#### LISTING ####
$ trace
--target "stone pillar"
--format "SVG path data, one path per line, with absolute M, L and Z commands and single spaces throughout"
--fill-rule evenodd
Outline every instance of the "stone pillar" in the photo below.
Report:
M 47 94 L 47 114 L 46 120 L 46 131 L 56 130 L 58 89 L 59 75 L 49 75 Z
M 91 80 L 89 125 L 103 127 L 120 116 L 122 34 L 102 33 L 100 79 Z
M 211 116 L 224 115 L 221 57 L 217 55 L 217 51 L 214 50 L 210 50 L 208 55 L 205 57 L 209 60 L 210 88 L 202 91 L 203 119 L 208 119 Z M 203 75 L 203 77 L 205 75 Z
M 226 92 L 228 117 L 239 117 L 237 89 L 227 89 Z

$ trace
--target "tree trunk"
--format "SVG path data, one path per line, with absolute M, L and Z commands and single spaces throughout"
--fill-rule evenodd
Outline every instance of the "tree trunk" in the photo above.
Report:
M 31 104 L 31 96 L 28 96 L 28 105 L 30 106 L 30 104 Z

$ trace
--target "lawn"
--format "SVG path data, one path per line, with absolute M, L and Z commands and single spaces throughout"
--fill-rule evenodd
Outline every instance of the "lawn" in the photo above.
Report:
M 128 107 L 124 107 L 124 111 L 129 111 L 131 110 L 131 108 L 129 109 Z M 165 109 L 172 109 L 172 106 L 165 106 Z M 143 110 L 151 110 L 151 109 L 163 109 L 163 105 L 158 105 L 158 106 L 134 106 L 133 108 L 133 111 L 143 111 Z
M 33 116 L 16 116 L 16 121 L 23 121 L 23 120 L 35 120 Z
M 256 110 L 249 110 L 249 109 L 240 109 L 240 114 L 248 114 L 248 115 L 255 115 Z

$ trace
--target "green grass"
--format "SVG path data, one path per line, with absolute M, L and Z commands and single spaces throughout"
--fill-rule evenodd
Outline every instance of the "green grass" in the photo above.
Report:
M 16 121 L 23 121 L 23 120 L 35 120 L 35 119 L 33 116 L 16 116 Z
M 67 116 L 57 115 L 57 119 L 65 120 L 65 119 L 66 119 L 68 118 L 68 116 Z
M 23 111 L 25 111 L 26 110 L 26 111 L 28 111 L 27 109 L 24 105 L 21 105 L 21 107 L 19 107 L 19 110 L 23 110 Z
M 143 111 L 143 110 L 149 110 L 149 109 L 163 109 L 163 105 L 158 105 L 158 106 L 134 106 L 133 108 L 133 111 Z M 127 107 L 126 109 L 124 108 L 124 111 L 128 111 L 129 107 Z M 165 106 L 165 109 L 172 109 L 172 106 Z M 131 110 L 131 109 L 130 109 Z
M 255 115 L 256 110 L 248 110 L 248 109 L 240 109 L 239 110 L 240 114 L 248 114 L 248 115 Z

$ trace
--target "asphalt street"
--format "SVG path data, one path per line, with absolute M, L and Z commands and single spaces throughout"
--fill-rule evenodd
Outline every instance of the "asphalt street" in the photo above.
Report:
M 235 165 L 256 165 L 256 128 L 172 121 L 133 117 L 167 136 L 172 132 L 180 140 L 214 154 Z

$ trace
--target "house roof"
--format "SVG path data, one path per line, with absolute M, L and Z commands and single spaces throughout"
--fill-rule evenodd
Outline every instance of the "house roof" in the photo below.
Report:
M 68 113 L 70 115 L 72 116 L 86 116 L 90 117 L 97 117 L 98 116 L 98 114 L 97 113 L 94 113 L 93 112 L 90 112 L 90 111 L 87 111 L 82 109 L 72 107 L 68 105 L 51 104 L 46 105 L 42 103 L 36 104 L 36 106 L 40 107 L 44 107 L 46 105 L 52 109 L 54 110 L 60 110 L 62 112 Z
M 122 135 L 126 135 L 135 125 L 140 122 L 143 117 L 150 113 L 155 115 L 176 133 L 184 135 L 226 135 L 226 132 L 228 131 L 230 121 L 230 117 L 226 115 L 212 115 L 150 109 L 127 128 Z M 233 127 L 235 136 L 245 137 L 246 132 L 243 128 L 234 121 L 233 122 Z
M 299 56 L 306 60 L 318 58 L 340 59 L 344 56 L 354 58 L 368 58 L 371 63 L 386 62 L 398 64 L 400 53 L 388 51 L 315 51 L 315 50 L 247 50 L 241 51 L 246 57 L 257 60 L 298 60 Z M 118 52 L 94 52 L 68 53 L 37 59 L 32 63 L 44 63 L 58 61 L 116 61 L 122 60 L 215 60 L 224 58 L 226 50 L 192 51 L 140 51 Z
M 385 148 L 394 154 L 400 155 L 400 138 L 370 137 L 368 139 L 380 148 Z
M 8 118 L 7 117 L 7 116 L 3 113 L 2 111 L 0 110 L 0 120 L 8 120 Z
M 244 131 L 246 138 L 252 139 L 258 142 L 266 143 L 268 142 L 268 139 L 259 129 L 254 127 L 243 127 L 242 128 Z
####
● **DESCRIPTION OF THE TASK**
Copy out the full listing exactly.

● **COMPLETE ANSWER**
$ trace
--target "stone pillar"
--format "SVG path data, one path per line, with absolute M, L and Z commands and single spaces throughout"
--fill-rule evenodd
Outline every instance of the "stone pillar" in the photo below.
Report:
M 47 94 L 47 114 L 46 120 L 46 131 L 56 130 L 58 89 L 59 75 L 49 75 Z
M 91 80 L 89 125 L 103 127 L 120 116 L 122 34 L 102 33 L 100 79 Z
M 211 116 L 224 115 L 221 57 L 217 55 L 217 51 L 214 50 L 210 50 L 208 55 L 205 57 L 209 60 L 210 88 L 202 91 L 203 119 L 208 119 Z M 203 75 L 203 77 L 205 75 Z
M 226 92 L 228 117 L 239 117 L 237 89 L 227 89 Z

$ trace
--target "tree trunk"
--format "SVG path data, one path per line, with absolute M, L and Z commands and single spaces throughout"
--fill-rule evenodd
Outline every instance of the "tree trunk" in the photo above.
Report:
M 31 104 L 31 96 L 28 96 L 28 105 L 30 106 L 30 104 Z

$ trace
--target "lawn"
--format "SVG path data, one path per line, with absolute M, L and Z commands and single spaces throughout"
--fill-rule evenodd
Outline every instance of the "lawn" in the photo above.
Report:
M 128 107 L 124 107 L 124 111 L 129 111 L 131 110 L 131 108 L 129 109 Z M 165 109 L 172 109 L 172 106 L 165 106 Z M 143 110 L 151 110 L 151 109 L 163 109 L 163 105 L 158 105 L 158 106 L 134 106 L 133 108 L 133 111 L 143 111 Z
M 33 116 L 16 116 L 16 121 L 23 121 L 23 120 L 35 120 Z
M 256 110 L 249 110 L 249 109 L 240 109 L 240 114 L 248 114 L 248 115 L 255 115 Z

$ trace
--target "green grass"
--format "SVG path data, one path per line, with absolute M, L and Z commands and single spaces throughout"
--fill-rule evenodd
Outline every instance of the "green grass" in the photo above.
Report:
M 16 121 L 23 121 L 23 120 L 35 120 L 35 119 L 33 116 L 16 116 Z
M 67 116 L 57 115 L 57 119 L 65 120 L 65 119 L 66 119 L 68 118 L 68 116 Z
M 23 111 L 25 111 L 26 110 L 26 111 L 28 111 L 27 109 L 24 105 L 21 105 L 21 107 L 19 107 L 19 110 L 23 110 Z
M 143 111 L 143 110 L 149 110 L 149 109 L 163 109 L 163 105 L 158 105 L 158 106 L 134 106 L 133 108 L 133 111 Z M 127 107 L 126 109 L 124 108 L 124 111 L 128 111 L 129 107 Z M 165 106 L 165 109 L 172 109 L 172 106 Z M 131 110 L 131 109 L 130 109 Z
M 255 115 L 256 110 L 248 110 L 248 109 L 240 109 L 239 110 L 240 114 L 248 114 L 248 115 Z

$ trace
--target "asphalt street"
--format "SVG path data, one path per line, with absolute M, L and Z commands and single spaces throughout"
--fill-rule evenodd
Outline every instance of the "asphalt street" in the photo above.
Report:
M 235 165 L 256 165 L 256 128 L 172 121 L 133 117 L 167 136 L 172 132 L 180 140 L 214 154 Z

$ trace
--target "house roof"
--format "SVG path data, one path per line, with absolute M, L and Z commands and single spaces throughout"
--fill-rule evenodd
Outline every instance of the "house roof" in the photo below.
Report:
M 68 113 L 70 115 L 72 116 L 86 116 L 90 117 L 97 117 L 98 116 L 98 114 L 97 113 L 94 113 L 93 112 L 90 112 L 90 111 L 87 111 L 82 109 L 72 107 L 68 105 L 51 104 L 46 105 L 42 103 L 36 104 L 36 106 L 40 107 L 44 107 L 46 105 L 52 109 L 54 110 L 60 110 L 62 112 Z
M 122 135 L 126 135 L 135 125 L 140 122 L 143 117 L 150 113 L 155 115 L 176 133 L 184 135 L 226 135 L 226 132 L 228 131 L 230 121 L 230 117 L 226 115 L 212 115 L 150 109 L 127 128 Z M 233 127 L 235 136 L 245 137 L 246 132 L 243 128 L 234 121 L 233 122 Z
M 299 56 L 306 60 L 318 58 L 340 59 L 344 56 L 354 58 L 368 58 L 371 63 L 386 62 L 398 64 L 400 53 L 388 51 L 315 51 L 315 50 L 247 50 L 241 51 L 246 57 L 257 60 L 298 60 Z M 118 52 L 94 52 L 68 53 L 37 59 L 32 63 L 44 63 L 58 61 L 116 61 L 122 60 L 215 60 L 224 58 L 226 50 L 192 51 L 140 51 Z
M 385 148 L 394 154 L 400 155 L 400 138 L 370 137 L 368 139 L 380 148 Z
M 8 118 L 7 117 L 7 116 L 3 113 L 2 111 L 0 110 L 0 120 L 8 120 Z
M 244 131 L 246 138 L 252 139 L 258 142 L 266 143 L 268 142 L 268 139 L 259 129 L 254 127 L 243 127 L 242 128 Z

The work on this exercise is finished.